▶ _Problem description_:
Identify every line in the records below that contains the string "building", and copy each such line in full. Case counts, so match only that exact capitalization.

▶ _Exercise data_:
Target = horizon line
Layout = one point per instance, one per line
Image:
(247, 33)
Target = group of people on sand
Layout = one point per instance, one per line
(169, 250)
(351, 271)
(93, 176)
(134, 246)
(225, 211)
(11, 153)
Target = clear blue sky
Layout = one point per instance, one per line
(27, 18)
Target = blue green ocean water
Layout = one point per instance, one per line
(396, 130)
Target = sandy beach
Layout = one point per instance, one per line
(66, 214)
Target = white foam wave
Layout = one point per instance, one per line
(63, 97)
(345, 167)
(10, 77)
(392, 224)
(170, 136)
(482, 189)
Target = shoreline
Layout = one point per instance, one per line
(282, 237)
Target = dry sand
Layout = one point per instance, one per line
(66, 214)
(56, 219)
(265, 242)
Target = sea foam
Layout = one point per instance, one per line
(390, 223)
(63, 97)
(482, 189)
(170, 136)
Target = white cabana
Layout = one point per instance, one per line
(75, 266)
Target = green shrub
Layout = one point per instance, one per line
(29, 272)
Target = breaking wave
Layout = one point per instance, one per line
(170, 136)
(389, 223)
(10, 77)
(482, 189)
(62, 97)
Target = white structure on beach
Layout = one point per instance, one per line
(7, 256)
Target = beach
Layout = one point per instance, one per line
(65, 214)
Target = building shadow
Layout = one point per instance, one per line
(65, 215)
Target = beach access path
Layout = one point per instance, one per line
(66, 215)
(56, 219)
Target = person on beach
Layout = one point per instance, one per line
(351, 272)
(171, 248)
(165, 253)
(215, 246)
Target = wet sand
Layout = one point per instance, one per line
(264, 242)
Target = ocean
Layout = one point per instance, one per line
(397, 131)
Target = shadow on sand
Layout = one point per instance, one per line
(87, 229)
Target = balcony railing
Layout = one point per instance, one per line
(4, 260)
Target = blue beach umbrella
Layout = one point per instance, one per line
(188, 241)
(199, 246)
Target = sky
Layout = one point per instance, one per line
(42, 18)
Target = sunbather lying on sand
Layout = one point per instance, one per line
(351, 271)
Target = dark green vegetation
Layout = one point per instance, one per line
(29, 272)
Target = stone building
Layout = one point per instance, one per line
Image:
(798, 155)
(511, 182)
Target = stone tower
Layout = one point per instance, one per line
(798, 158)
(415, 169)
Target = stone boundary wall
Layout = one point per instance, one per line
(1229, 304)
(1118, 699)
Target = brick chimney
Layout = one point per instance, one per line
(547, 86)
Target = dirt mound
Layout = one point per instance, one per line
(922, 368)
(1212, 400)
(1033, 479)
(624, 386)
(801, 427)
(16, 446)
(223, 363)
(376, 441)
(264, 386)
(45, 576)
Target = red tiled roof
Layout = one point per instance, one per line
---
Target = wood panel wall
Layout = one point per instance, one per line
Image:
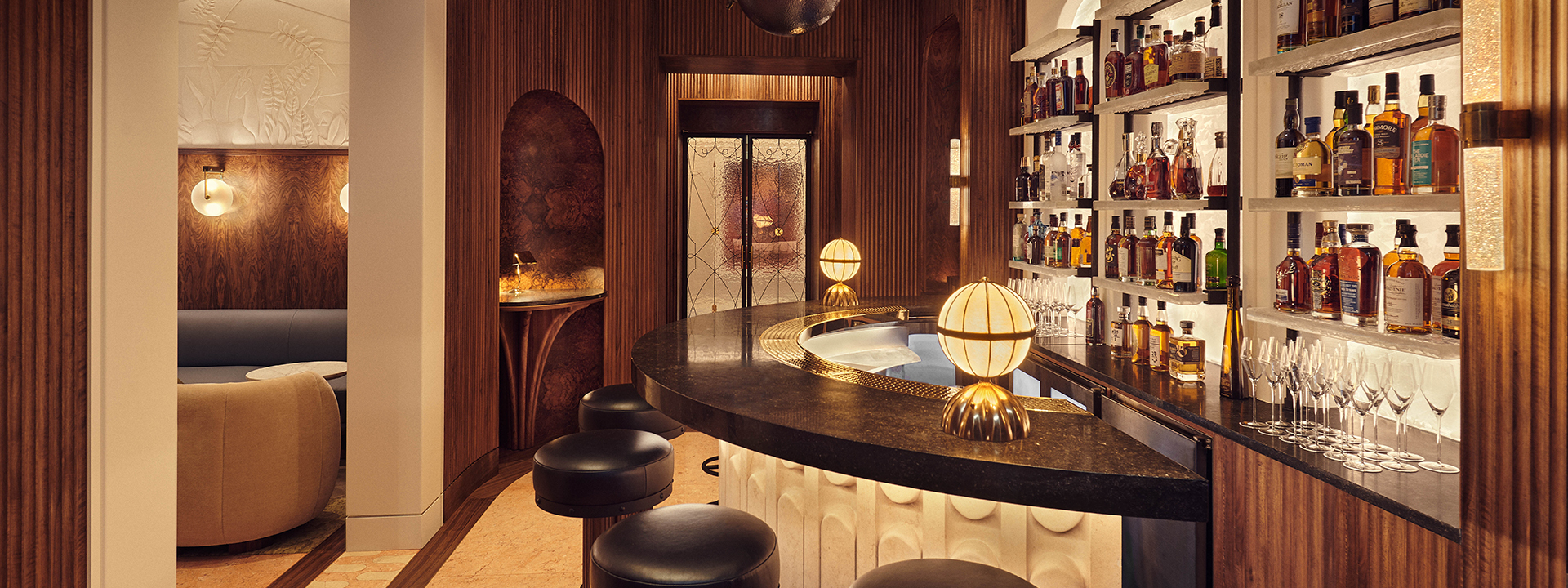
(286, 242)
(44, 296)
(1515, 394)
* * *
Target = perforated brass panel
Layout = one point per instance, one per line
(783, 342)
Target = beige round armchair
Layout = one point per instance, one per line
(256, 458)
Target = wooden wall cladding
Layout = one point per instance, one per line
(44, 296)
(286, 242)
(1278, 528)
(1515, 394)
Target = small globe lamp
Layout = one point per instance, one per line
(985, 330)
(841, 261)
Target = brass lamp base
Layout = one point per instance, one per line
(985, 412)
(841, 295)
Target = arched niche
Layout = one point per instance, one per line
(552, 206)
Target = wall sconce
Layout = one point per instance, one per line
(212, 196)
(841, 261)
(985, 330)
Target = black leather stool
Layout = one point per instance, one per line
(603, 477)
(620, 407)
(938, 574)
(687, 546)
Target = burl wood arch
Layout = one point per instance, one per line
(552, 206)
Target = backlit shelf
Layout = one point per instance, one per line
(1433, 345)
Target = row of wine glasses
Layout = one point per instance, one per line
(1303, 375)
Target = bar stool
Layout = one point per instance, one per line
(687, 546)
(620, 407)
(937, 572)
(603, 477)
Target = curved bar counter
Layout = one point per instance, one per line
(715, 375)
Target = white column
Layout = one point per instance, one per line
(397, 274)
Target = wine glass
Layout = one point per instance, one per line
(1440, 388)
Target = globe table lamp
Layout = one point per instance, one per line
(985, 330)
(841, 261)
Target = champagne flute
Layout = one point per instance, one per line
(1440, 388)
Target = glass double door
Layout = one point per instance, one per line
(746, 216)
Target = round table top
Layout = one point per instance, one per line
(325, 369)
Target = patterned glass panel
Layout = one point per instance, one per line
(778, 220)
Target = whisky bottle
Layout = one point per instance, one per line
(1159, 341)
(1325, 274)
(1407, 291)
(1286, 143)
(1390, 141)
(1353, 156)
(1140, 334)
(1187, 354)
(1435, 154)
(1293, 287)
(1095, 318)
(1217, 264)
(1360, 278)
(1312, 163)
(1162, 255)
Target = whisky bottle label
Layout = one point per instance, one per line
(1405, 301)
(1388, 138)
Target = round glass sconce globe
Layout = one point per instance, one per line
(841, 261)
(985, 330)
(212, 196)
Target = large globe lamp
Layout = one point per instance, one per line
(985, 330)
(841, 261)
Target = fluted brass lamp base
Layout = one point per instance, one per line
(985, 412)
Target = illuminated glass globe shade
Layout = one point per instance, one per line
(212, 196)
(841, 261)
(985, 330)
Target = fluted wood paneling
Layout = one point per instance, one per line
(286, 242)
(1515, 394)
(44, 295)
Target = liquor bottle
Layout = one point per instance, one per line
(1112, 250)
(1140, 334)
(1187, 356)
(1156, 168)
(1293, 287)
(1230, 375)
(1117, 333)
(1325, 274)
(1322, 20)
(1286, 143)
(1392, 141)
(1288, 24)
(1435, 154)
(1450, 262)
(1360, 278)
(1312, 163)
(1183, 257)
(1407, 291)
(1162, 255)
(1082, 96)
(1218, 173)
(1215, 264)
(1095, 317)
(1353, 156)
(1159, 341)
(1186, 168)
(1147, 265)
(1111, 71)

▶ _Response to the exercise_:
Target = building shadow
Target = stone building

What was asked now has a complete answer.